NVIDIA / TensorRT-LLM

TensorRT-LLM provides users with an easy-to-use Python API to define Large Language Models (LLMs) and build TensorRT engines that contain state-of-the-art optimizations to perform inference efficiently on NVIDIA GPUs. TensorRT-LLM also contains components to create Python and C++ runtimes that execute those TensorRT engines.
https://nvidia.github.io/TensorRT-LLM
Apache License 2.0
7.34k stars 794 forks source link

mApplyLogitsPostProcessorBatched parameter for batch_manager::GenericLlmRequest #1801

Closed akhoroshev closed 1 week ago

akhoroshev commented 1 week ago

batch_manager::GenericLlmRequest has logitsPostProcessor with type std::function<void(RequestIdType, TensorPtr&, BeamTokens const&, TStream const&)>; and mApplyLogitsPostProcessorBatched option

How can this type of callback handle a batch of requests?

hijkzzz commented 1 week ago

@MartinMarciniszyn @Shixiaowei02 Could you please help to comment on this issue? Thanks.
══════
**Questions**:
#1 From the TensorRT-LLM issue thread, list every GitHub username that appears, including usernames tagged with @.
#2 Transcribe the part of the TensorRT-LLM issue thread between "akhoroshev commented 1" and "batch of requests?", inclusive.
#3 Carry the TensorRT-LLM issue thread forward with the next part of the discussion, starting after its final comment.
══════
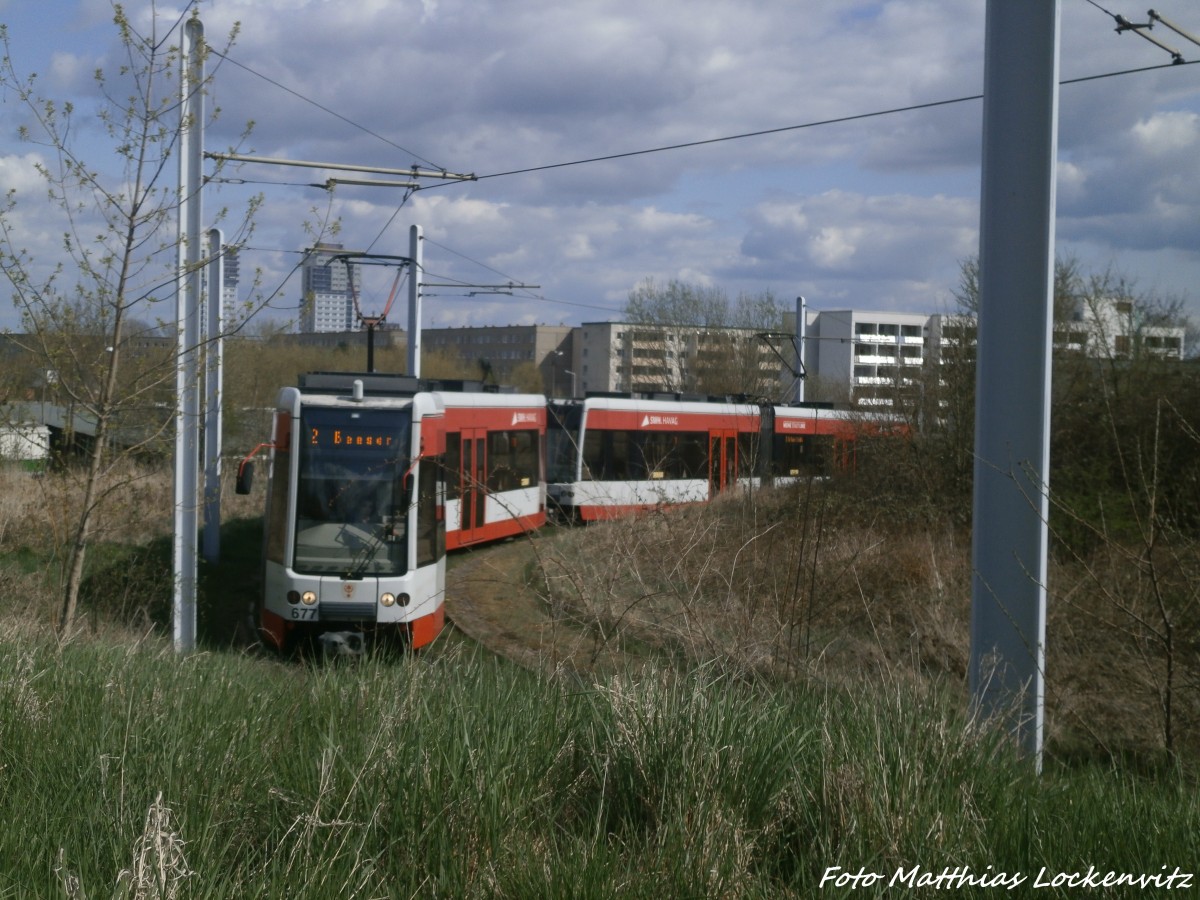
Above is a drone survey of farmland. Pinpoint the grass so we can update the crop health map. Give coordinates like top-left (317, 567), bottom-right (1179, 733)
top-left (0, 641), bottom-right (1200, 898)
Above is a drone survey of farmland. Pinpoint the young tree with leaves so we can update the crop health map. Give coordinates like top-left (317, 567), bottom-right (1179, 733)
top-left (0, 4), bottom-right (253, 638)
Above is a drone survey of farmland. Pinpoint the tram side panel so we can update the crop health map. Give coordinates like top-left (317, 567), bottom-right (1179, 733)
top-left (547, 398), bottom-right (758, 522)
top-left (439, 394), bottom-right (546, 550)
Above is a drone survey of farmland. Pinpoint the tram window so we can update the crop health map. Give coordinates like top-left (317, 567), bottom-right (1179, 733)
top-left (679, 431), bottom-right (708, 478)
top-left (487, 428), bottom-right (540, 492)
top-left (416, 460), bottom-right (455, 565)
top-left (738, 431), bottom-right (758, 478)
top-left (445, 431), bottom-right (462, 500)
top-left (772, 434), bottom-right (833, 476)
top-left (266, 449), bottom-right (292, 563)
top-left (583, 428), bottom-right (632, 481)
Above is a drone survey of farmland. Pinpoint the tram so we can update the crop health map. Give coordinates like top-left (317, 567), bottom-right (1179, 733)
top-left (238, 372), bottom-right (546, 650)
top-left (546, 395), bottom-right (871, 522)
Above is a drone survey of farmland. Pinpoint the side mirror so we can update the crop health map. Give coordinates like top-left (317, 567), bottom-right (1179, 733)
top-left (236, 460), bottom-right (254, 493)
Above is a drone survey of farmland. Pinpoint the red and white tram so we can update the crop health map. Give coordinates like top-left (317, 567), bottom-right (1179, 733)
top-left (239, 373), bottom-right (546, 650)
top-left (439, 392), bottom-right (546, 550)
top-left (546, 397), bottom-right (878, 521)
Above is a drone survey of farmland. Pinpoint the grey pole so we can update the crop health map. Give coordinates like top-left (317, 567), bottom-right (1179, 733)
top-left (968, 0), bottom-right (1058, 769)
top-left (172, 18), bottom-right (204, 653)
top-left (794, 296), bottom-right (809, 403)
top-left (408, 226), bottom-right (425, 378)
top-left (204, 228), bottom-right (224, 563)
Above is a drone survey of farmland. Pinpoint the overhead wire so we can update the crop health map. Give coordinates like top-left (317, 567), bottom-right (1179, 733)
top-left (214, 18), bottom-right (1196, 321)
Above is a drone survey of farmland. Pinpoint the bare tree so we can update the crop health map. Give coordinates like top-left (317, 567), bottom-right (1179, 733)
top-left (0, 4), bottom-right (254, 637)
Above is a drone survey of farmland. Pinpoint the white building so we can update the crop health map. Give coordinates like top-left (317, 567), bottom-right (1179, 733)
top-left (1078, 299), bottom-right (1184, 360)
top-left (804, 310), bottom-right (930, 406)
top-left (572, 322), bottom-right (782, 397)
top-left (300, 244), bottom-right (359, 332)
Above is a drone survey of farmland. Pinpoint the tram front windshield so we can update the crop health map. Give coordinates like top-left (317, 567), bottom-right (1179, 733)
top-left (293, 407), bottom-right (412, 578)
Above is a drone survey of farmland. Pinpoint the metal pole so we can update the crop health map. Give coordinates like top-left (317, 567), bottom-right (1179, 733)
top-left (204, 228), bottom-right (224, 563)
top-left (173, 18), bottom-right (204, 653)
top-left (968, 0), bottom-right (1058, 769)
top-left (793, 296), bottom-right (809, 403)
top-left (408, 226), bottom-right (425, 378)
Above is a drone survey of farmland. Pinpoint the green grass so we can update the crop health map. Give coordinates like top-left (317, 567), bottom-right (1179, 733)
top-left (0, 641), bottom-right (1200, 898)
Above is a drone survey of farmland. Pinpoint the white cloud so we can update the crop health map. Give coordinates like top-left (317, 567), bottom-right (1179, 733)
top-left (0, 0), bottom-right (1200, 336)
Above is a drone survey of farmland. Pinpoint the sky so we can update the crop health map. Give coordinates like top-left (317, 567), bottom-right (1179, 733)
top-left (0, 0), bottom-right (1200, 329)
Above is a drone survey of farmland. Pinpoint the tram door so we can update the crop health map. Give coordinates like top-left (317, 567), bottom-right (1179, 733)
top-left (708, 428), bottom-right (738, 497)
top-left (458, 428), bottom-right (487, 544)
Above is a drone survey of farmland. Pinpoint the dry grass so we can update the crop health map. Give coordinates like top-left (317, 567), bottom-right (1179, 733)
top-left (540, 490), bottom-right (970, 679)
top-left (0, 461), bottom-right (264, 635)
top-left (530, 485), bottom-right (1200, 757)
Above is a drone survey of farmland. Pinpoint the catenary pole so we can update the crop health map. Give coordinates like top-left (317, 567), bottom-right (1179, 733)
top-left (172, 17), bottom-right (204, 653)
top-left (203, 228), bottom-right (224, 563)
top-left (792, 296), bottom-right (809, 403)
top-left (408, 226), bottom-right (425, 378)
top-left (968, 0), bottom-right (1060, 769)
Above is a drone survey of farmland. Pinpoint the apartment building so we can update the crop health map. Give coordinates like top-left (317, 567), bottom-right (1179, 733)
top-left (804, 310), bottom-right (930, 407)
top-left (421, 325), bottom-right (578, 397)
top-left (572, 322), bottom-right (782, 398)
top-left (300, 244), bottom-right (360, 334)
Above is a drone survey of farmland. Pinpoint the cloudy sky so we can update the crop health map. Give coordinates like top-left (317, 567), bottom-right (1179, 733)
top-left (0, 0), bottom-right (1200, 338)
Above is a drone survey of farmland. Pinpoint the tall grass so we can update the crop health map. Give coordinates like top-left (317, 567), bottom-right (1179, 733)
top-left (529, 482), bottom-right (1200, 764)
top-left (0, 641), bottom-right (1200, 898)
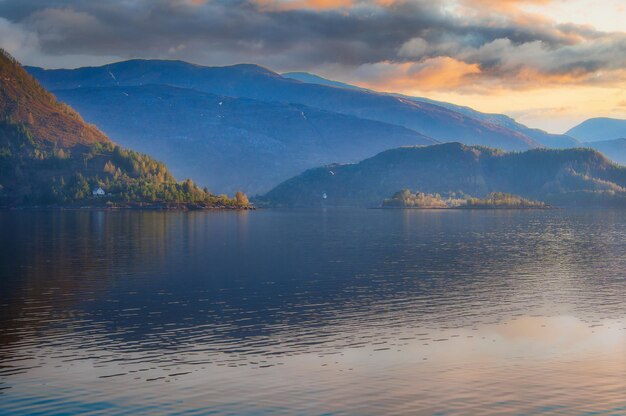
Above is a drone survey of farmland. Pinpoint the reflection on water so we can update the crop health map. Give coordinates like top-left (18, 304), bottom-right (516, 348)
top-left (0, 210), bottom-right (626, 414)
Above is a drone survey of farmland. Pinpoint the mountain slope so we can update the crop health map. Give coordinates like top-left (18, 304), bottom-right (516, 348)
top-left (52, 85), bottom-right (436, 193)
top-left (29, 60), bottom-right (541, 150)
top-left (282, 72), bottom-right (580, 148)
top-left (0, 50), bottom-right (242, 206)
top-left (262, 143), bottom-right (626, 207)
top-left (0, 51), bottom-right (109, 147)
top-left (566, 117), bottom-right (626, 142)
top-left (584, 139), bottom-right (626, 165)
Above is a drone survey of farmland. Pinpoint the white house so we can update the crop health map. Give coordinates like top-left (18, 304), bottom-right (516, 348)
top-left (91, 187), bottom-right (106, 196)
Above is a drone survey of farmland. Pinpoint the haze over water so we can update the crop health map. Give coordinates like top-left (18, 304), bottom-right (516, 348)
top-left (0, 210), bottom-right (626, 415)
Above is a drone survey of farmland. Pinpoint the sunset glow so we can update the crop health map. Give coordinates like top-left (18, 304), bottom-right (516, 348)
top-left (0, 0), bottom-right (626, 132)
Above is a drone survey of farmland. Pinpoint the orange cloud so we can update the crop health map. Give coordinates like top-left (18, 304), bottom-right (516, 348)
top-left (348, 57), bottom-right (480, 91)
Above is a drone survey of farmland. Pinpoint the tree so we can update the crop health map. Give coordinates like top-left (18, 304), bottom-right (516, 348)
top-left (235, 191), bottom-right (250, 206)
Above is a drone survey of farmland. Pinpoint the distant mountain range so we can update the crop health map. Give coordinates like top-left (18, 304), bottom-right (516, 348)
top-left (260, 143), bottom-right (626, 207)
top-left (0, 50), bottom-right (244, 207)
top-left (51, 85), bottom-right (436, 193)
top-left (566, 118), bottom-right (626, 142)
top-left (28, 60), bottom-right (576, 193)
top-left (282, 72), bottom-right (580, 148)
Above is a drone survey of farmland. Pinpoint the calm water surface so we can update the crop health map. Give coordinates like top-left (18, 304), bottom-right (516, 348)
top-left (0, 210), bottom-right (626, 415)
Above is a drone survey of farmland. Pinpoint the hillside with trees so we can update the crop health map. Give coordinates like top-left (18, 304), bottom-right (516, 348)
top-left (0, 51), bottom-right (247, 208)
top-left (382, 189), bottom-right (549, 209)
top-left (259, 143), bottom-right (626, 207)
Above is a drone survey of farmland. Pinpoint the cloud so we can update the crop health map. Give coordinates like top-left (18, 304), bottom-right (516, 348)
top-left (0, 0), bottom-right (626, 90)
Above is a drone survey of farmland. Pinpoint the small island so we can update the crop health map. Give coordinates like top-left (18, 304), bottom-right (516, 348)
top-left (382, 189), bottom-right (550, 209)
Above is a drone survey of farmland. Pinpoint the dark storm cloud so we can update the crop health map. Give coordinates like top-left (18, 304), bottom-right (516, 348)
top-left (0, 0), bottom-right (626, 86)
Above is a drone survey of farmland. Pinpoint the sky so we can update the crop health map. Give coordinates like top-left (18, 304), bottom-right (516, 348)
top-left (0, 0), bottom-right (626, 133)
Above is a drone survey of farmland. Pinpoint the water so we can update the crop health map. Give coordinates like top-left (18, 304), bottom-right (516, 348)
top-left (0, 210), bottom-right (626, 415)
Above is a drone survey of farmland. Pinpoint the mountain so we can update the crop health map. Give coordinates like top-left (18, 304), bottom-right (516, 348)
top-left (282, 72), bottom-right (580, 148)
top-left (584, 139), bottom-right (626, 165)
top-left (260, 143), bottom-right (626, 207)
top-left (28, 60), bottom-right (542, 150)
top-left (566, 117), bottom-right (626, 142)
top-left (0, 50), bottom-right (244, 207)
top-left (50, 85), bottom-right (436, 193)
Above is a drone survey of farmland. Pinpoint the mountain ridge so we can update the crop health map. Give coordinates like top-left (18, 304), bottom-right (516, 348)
══════
**Answers for this exercise**:
#1 akhoroshev, hijkzzz, MartinMarciniszyn, Shixiaowei02

#2
akhoroshev commented 1 week ago

batch_manager::GenericLlmRequest has logitsPostProcessor with type std::function<void(RequestIdType, TensorPtr&, BeamTokens const&, TStream const&)>; and mApplyLogitsPostProcessorBatched option

How can this type of callback handle a batch of requests?

#3
MartinMarciniszyn commented 1 week ago

The batched logits postprocessor has this signature:

using LogitsPostProcessorBatched = std::function<void(std::vector<IdType> const&, std::vector<Tensor>&,
    std::vector<std::reference_wrapper<BeamTokens const>> const&, StreamPtr const&)>;

See types.h for details.

akhoroshev commented 1 week ago

@MartinMarciniszyn batch_manager does not accept such signature. Your link from Executor API not from batch_manager API.

MartinMarciniszyn commented 1 week ago

Setting the batched logits processor is not exposed on GptManager. Please use the Executor API for this functionality.